→ Righe fornite
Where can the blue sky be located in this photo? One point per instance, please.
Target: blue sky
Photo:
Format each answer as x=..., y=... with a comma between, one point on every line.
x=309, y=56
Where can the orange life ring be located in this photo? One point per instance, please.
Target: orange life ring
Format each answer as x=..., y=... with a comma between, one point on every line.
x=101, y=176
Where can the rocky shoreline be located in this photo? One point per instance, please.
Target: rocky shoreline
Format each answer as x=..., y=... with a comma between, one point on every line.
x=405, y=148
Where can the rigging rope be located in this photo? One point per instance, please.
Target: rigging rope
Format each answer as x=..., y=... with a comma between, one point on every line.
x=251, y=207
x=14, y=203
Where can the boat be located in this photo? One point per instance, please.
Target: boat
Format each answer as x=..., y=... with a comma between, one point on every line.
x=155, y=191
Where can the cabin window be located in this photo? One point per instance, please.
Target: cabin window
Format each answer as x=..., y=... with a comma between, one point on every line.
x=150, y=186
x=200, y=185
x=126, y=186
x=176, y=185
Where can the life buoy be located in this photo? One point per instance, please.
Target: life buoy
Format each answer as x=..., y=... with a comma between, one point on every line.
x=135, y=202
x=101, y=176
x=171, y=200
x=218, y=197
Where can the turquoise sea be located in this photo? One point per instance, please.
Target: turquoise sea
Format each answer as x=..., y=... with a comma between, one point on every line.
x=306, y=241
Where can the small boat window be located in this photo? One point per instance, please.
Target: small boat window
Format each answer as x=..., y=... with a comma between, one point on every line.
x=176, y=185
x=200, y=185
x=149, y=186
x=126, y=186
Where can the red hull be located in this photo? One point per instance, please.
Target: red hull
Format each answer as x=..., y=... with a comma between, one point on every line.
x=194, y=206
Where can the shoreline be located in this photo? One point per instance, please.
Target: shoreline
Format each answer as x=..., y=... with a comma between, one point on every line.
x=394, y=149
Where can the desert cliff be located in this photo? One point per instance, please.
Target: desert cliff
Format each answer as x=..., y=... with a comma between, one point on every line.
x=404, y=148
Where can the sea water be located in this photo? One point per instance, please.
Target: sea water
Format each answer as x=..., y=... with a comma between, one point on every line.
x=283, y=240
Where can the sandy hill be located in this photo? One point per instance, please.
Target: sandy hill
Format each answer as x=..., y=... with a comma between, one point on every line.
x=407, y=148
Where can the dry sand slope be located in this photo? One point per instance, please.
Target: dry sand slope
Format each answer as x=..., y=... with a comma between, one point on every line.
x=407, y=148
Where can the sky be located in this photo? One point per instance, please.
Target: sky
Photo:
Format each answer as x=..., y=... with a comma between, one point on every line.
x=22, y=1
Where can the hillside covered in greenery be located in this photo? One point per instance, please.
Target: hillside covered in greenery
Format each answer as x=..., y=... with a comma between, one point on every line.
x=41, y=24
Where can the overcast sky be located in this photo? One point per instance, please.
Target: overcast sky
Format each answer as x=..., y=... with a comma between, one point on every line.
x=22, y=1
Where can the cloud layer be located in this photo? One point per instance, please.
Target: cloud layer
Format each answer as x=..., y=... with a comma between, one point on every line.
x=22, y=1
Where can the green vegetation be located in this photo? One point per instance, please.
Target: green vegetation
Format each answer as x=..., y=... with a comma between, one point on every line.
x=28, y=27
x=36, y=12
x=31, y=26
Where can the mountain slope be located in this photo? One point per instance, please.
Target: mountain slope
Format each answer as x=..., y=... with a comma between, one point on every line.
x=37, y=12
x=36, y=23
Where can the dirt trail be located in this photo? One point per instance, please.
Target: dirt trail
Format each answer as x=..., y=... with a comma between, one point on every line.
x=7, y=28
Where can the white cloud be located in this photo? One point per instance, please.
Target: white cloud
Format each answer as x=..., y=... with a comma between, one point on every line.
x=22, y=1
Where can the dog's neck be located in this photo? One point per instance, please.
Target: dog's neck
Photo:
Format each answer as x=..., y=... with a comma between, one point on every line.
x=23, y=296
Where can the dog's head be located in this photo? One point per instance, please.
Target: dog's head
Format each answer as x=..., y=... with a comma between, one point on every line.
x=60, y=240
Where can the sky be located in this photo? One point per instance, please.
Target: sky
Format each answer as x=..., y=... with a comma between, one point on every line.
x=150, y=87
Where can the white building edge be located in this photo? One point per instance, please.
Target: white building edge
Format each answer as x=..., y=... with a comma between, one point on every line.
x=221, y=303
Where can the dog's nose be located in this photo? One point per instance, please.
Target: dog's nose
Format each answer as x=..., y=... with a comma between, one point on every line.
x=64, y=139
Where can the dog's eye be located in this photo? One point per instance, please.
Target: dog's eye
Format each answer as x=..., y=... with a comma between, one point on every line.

→ Cosa fare
Riscala tutto, dalla riga che contiene "Where can the boat" giù fino a quella che contiene "x=306, y=241", estremi compresi, riscrivendo ogni riga del tratto e nient'altro. Moltiplica ogni coordinata x e y per 2,5 e arrotonda all'intero, con le metà per eccesso.

→ Risultato dell'esercizio
Where can the boat be located in this photo? One point per instance, please.
Target: boat
Format each answer as x=..., y=... with a comma between, one point on every line.
x=388, y=478
Where can the cabin window be located in this photo? One point per instance, please.
Target: cabin window
Format each answer as x=..., y=... with a comma between, one point on every line.
x=375, y=465
x=500, y=463
x=315, y=465
x=440, y=463
Where can the life buoy be located in this photo? One point per instance, please.
Target: life buoy
Format each answer as x=..., y=... with a comma between, one point on every line.
x=338, y=505
x=253, y=440
x=428, y=500
x=545, y=493
Where can the turquoise sea be located in this photo? One point per instance, please.
Target: turquoise sea
Format each answer as x=..., y=... with a comma between, one point on every line.
x=765, y=603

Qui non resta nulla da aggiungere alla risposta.